AIM OF THE TASK
Word for word, copy out every line of the records, omitting each picture.

EXERCISE MATERIAL
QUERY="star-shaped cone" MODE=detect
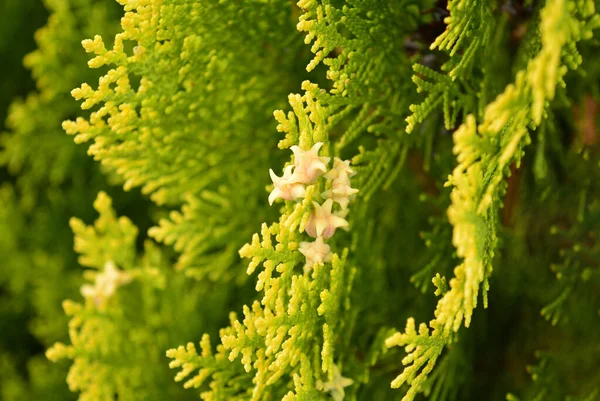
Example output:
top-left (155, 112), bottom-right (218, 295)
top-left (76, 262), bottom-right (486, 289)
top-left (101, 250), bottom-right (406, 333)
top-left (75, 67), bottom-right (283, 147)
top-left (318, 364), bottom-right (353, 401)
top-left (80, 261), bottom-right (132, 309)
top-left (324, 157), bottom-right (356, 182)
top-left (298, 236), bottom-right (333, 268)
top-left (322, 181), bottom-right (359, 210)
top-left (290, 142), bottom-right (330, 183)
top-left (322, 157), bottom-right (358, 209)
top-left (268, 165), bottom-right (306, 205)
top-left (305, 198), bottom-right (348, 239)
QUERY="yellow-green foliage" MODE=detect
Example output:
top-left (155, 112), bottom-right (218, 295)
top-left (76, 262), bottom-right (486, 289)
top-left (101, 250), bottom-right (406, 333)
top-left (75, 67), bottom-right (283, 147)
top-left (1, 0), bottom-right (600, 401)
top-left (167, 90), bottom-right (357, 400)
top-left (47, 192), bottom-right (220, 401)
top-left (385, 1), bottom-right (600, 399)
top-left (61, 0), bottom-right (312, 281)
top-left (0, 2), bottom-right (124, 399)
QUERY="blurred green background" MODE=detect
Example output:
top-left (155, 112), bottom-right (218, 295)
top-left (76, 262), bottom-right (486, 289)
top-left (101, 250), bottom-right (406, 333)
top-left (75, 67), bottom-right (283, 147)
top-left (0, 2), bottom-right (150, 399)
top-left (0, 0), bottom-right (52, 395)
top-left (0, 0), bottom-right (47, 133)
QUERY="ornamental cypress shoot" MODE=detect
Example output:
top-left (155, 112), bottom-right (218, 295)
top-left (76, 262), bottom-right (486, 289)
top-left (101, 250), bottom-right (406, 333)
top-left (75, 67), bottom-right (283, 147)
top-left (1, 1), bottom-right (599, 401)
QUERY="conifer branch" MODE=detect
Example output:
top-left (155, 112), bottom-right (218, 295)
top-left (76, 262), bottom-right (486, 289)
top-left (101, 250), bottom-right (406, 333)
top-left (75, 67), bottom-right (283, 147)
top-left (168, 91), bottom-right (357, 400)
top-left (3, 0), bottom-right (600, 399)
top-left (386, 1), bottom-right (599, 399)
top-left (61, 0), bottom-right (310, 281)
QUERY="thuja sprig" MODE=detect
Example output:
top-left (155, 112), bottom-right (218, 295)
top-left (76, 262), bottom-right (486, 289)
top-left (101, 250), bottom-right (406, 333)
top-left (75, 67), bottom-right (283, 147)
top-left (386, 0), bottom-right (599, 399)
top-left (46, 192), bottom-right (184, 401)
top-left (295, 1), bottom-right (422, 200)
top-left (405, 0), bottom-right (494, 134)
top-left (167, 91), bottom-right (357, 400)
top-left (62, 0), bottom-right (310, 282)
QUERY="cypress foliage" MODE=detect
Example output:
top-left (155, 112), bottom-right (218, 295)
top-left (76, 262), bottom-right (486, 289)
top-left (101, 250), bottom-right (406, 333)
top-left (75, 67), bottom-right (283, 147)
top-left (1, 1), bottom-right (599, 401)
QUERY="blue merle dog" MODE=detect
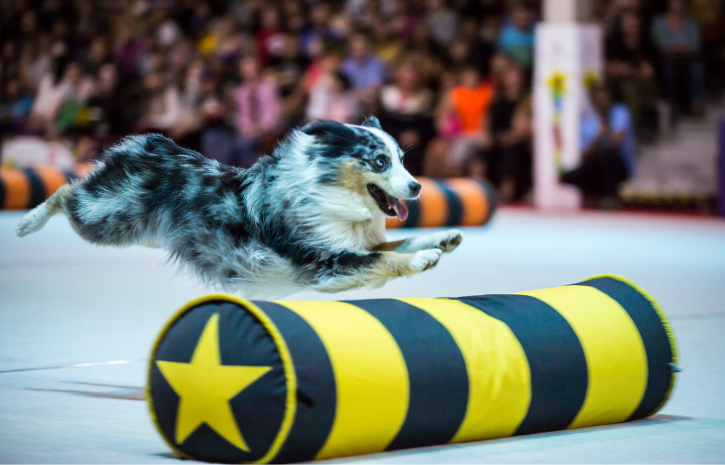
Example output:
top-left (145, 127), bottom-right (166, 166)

WORKED SOLUTION
QUERY="star-shaped cone" MODE=detect
Example output:
top-left (155, 112), bottom-right (218, 295)
top-left (76, 262), bottom-right (486, 289)
top-left (101, 250), bottom-right (406, 333)
top-left (75, 67), bottom-right (283, 147)
top-left (318, 364), bottom-right (353, 401)
top-left (80, 261), bottom-right (132, 309)
top-left (324, 157), bottom-right (356, 182)
top-left (298, 236), bottom-right (333, 268)
top-left (322, 181), bottom-right (359, 210)
top-left (290, 142), bottom-right (330, 183)
top-left (322, 157), bottom-right (358, 209)
top-left (268, 165), bottom-right (306, 205)
top-left (305, 198), bottom-right (348, 239)
QUERY="yellow-green foliage" MODE=detect
Example output:
top-left (155, 112), bottom-right (218, 295)
top-left (76, 262), bottom-right (486, 289)
top-left (101, 250), bottom-right (406, 333)
top-left (75, 67), bottom-right (283, 147)
top-left (1, 0), bottom-right (600, 401)
top-left (167, 90), bottom-right (357, 400)
top-left (47, 192), bottom-right (220, 401)
top-left (385, 1), bottom-right (600, 399)
top-left (61, 0), bottom-right (312, 281)
top-left (0, 2), bottom-right (124, 399)
QUERY="blurred green background" MODE=detect
Example output:
top-left (155, 112), bottom-right (218, 295)
top-left (76, 262), bottom-right (486, 289)
top-left (101, 250), bottom-right (406, 333)
top-left (75, 67), bottom-right (283, 147)
top-left (0, 2), bottom-right (150, 399)
top-left (0, 0), bottom-right (52, 395)
top-left (0, 0), bottom-right (47, 133)
QUERY="ornamental cypress shoot" MODE=detect
Example output:
top-left (155, 112), bottom-right (218, 295)
top-left (76, 262), bottom-right (486, 289)
top-left (101, 250), bottom-right (406, 333)
top-left (75, 67), bottom-right (283, 147)
top-left (1, 1), bottom-right (599, 401)
QUERY="conifer branch" MODE=detect
Example output:
top-left (155, 112), bottom-right (218, 295)
top-left (76, 262), bottom-right (486, 289)
top-left (101, 250), bottom-right (406, 333)
top-left (75, 67), bottom-right (283, 147)
top-left (168, 91), bottom-right (357, 400)
top-left (3, 0), bottom-right (600, 399)
top-left (386, 1), bottom-right (599, 399)
top-left (61, 0), bottom-right (310, 281)
QUERY="thuja sprig" MODE=detect
Example output:
top-left (155, 112), bottom-right (218, 295)
top-left (76, 262), bottom-right (486, 289)
top-left (101, 250), bottom-right (406, 333)
top-left (75, 67), bottom-right (283, 147)
top-left (386, 0), bottom-right (599, 399)
top-left (46, 192), bottom-right (184, 401)
top-left (295, 1), bottom-right (422, 200)
top-left (405, 0), bottom-right (494, 134)
top-left (167, 91), bottom-right (357, 400)
top-left (62, 0), bottom-right (310, 282)
QUERY="cypress foliage" MODE=detect
Example output:
top-left (155, 112), bottom-right (218, 295)
top-left (76, 262), bottom-right (486, 289)
top-left (101, 250), bottom-right (406, 333)
top-left (75, 67), bottom-right (283, 147)
top-left (1, 1), bottom-right (599, 401)
QUERY="blue merle dog" MODE=detect
Example output:
top-left (145, 127), bottom-right (166, 166)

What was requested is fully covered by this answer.